#### PROVIDED DATA:
━━━━━━
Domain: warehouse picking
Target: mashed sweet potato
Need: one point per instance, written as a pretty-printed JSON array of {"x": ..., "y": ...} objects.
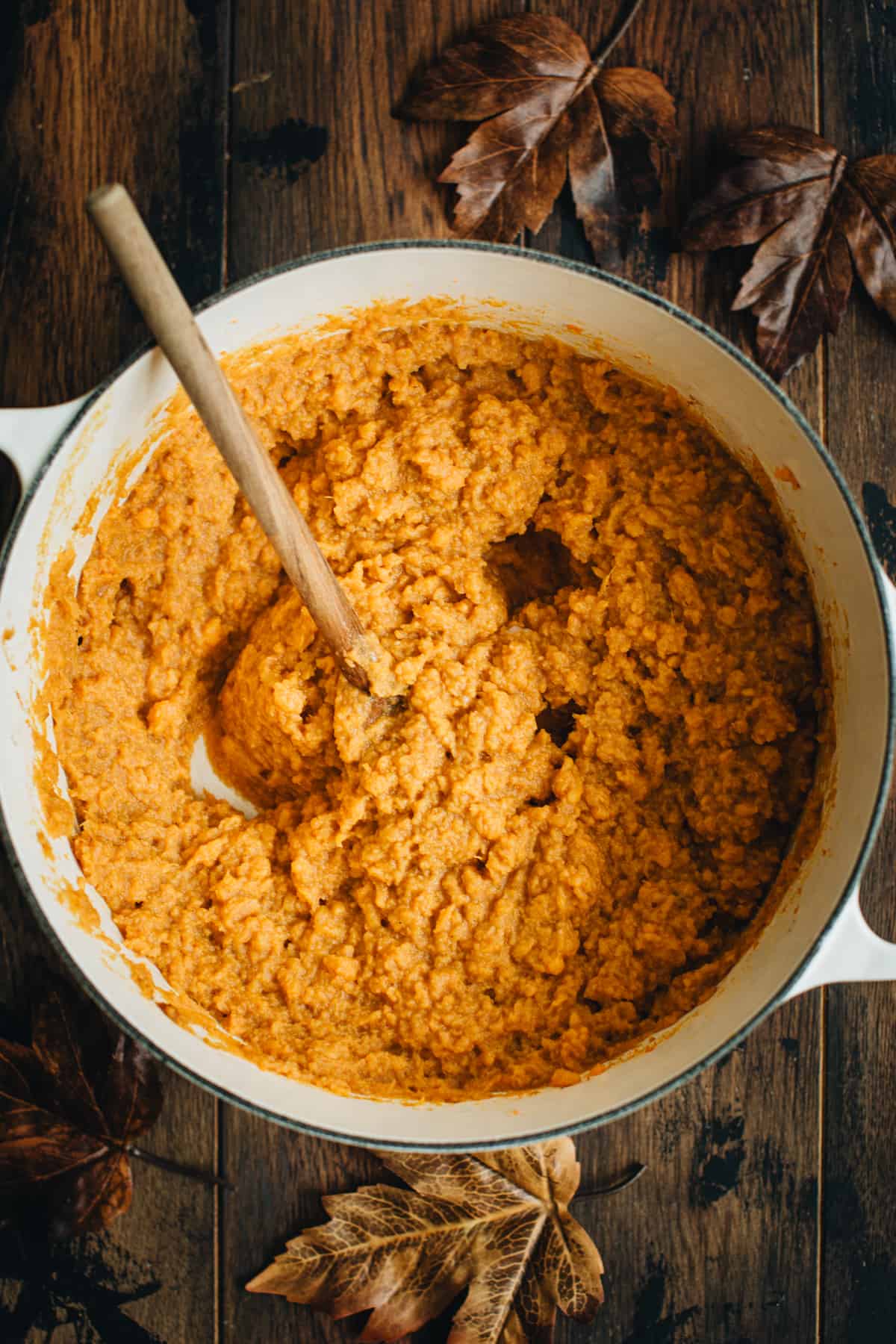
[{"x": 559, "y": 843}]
━━━━━━
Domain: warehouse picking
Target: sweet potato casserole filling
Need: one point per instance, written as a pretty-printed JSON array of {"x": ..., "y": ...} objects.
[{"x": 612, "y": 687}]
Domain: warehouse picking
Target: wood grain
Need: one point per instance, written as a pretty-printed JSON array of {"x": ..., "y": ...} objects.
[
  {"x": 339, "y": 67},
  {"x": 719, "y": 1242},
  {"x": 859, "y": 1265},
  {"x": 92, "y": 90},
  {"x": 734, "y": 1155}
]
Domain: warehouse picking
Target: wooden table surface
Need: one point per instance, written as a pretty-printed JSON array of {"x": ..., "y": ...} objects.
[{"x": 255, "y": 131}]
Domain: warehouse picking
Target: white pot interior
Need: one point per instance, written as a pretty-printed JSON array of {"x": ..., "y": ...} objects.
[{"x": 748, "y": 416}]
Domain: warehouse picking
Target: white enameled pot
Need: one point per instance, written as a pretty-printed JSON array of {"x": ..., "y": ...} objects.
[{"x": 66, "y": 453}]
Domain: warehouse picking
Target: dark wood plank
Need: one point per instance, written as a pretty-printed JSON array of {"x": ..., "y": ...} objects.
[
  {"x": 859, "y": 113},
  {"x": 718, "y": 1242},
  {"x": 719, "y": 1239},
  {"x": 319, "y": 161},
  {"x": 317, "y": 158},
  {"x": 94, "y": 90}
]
━━━━━━
From the data above, pull out each line that contains the string "potato".

Target: mashed sweet potato
Target: sweet potato casserole filling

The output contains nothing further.